Task details: Repeat the data below word for word, keeping every line unchanged.

[Pointing and labeling entries]

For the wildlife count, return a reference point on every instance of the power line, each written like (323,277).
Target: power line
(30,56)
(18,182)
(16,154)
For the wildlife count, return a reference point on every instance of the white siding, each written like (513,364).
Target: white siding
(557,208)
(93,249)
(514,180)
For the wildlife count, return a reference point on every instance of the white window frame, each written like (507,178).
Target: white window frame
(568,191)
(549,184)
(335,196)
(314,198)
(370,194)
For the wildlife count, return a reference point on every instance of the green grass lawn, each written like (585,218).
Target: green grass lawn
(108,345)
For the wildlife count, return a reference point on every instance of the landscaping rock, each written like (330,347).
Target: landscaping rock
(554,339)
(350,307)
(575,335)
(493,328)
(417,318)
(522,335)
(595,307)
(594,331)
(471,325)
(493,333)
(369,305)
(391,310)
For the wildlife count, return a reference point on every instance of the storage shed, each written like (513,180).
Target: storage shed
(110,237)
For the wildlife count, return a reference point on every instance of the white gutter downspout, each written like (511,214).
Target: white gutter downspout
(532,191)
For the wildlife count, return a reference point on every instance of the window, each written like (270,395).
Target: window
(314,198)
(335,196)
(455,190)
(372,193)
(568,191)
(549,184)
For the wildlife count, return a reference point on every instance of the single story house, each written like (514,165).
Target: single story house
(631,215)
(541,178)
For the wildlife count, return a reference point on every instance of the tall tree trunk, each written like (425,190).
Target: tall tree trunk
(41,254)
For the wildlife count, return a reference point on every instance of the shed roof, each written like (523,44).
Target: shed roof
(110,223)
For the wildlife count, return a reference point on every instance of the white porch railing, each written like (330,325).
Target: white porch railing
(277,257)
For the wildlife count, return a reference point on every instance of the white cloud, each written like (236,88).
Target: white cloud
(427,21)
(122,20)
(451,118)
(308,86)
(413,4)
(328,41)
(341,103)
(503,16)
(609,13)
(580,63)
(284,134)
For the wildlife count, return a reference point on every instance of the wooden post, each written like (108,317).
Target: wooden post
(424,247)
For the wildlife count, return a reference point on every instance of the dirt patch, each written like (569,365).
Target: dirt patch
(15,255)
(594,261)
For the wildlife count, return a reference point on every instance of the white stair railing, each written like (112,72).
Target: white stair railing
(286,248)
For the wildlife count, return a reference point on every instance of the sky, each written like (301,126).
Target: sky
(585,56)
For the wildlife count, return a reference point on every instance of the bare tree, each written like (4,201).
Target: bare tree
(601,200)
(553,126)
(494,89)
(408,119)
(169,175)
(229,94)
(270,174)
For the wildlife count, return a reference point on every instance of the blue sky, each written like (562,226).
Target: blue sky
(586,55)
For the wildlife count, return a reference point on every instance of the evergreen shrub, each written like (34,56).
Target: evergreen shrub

Reply:
For the wildlife count, return a reference point on every instance of the power line, each written like (323,277).
Target: power line
(30,56)
(18,182)
(16,154)
For the wildlife count, return a reference point on every instance of the white siding, each written like (513,364).
Target: white siding
(557,208)
(93,249)
(514,180)
For the wildlife count, return a reference point on every instance of the white window frame, each written like (507,178).
Target: white window frame
(568,191)
(549,184)
(335,196)
(314,198)
(370,194)
For the wildlife count, return a reference point on every instance of the green grass lawn, each written like (585,218).
Target: green grass lawn
(108,345)
For the wildlife count, return a reference point on every instance of the landscaping rock, each written like (330,347).
Target: landscaping rock
(554,339)
(350,307)
(575,335)
(493,328)
(417,318)
(522,335)
(595,307)
(594,331)
(471,325)
(493,333)
(369,305)
(391,310)
For the wildlife count, return a reference point on every instance of the storage shed, each written like (513,180).
Target: storage shed
(110,237)
For the wildlife count, return a reference point on every instance of the white gutter downspout, each written like (511,214).
Target: white gutter downspout
(532,191)
For the wildlife count, return a reference point on every instance of the window, each written like (270,395).
Target: window
(314,198)
(335,196)
(455,190)
(372,193)
(568,191)
(549,184)
For the wildlife count, return a reference point on every instance of the single story house, each written like (514,165).
Target: single story house
(631,215)
(541,178)
For the wildlife count, return a reference point on every instance of the tall tree trunk, each written like (425,190).
Target: tall tree trunk
(41,254)
For the wildlife count, return a reference point on every instance of the shed roof, each written like (523,44).
Target: shed roof
(110,223)
For the wildlife count, return a reference point on every instance of the white porch railing, each written like (330,325).
Target: white porch railing
(277,257)
For the wildlife count, return a reference point on every instance of the white cloud, each written like (236,88).
Target: white cloud
(427,21)
(122,20)
(451,118)
(308,86)
(413,4)
(328,41)
(341,103)
(503,16)
(609,13)
(580,63)
(284,134)
For the wildlife count, return a reference point on every instance of the wooden post, each written like (108,317).
Target: wooden post
(424,247)
For the wildlife count, return a reference point on every instance of the dirt patch, each written like (569,365).
Target: dirt patch
(15,255)
(594,261)
For the wildlife count, return a reference point on every instance of the white stair railing, each written like (112,72).
Target: white stair railing
(286,248)
For the wildlife count, return a reference point on every instance of the sky, each written like (301,126).
Target: sky
(585,56)
For the wildlife count, return a reference point on every instance of the bare tree, each written like (4,201).
Target: bare tree
(601,200)
(553,126)
(494,89)
(408,119)
(169,175)
(229,94)
(270,174)
For the wildlife count, return a reference point on every instance of the blue sky, each written like (562,226).
Target: blue sky
(586,55)
For the wildlife count, return a reference point on every instance of the evergreen shrub, each written like (34,56).
Target: evergreen shrub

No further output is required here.